Task brief:
Extract every line of the material below and reproduce each one verbatim, in the same order.

[Records from an annotation dataset]
============================================================

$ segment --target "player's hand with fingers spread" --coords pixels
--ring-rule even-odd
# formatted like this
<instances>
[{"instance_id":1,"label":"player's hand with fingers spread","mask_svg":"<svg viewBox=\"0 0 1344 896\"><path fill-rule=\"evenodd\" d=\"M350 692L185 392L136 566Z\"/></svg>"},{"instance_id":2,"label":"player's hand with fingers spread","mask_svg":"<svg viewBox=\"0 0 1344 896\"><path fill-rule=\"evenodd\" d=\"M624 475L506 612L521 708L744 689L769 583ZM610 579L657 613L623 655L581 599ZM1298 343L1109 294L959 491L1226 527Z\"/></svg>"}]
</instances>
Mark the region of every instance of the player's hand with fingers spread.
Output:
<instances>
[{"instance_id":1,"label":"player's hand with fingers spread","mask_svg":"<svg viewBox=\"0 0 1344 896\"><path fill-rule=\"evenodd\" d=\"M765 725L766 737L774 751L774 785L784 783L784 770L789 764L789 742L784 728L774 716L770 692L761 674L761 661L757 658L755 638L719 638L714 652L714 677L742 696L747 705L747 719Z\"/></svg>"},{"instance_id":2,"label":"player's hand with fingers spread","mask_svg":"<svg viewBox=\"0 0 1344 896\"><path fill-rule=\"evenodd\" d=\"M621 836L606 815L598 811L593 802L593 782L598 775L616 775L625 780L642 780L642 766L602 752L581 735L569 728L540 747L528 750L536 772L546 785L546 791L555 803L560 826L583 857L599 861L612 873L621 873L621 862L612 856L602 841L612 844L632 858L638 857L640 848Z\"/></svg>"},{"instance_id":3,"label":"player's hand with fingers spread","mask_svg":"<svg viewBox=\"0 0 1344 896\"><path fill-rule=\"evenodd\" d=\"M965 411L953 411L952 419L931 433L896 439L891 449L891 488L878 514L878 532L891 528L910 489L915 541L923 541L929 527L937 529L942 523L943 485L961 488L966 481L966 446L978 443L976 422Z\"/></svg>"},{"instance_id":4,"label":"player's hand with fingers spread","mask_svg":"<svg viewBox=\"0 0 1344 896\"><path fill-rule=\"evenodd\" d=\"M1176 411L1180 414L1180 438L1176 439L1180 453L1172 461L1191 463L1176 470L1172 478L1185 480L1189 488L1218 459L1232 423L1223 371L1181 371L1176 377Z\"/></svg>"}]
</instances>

============================================================

Output below:
$ segment --target "player's hand with fingers spread" --coords pixels
--ring-rule even-odd
# formatted like this
<instances>
[{"instance_id":1,"label":"player's hand with fingers spread","mask_svg":"<svg viewBox=\"0 0 1344 896\"><path fill-rule=\"evenodd\" d=\"M350 692L185 392L136 566Z\"/></svg>"},{"instance_id":2,"label":"player's hand with fingers spread","mask_svg":"<svg viewBox=\"0 0 1344 896\"><path fill-rule=\"evenodd\" d=\"M624 475L506 612L521 708L744 689L769 583ZM610 579L657 613L623 655L581 599ZM1298 343L1109 294L959 491L1226 527Z\"/></svg>"}]
</instances>
Mark the region of every instance of the player's hand with fingers spread.
Output:
<instances>
[{"instance_id":1,"label":"player's hand with fingers spread","mask_svg":"<svg viewBox=\"0 0 1344 896\"><path fill-rule=\"evenodd\" d=\"M765 725L766 737L774 751L774 785L784 783L784 770L789 764L789 742L784 728L774 716L770 692L761 674L761 661L757 658L755 638L719 638L714 652L714 677L742 696L747 705L747 719Z\"/></svg>"},{"instance_id":2,"label":"player's hand with fingers spread","mask_svg":"<svg viewBox=\"0 0 1344 896\"><path fill-rule=\"evenodd\" d=\"M621 836L606 815L598 811L593 802L593 782L598 775L616 775L625 780L642 780L642 766L602 752L581 735L569 728L540 747L528 750L536 772L546 785L546 791L555 803L560 826L583 857L599 861L612 873L621 873L621 862L612 856L602 841L612 844L632 858L638 857L640 848Z\"/></svg>"},{"instance_id":3,"label":"player's hand with fingers spread","mask_svg":"<svg viewBox=\"0 0 1344 896\"><path fill-rule=\"evenodd\" d=\"M965 411L953 411L952 419L931 433L896 439L891 449L891 488L878 514L878 532L891 528L910 489L915 541L923 541L929 527L937 529L942 523L943 485L961 488L966 481L966 446L978 443L976 422Z\"/></svg>"},{"instance_id":4,"label":"player's hand with fingers spread","mask_svg":"<svg viewBox=\"0 0 1344 896\"><path fill-rule=\"evenodd\" d=\"M1176 411L1180 414L1180 438L1176 439L1180 453L1172 461L1191 463L1176 470L1172 478L1185 480L1189 488L1218 459L1232 423L1223 371L1181 371L1176 377Z\"/></svg>"}]
</instances>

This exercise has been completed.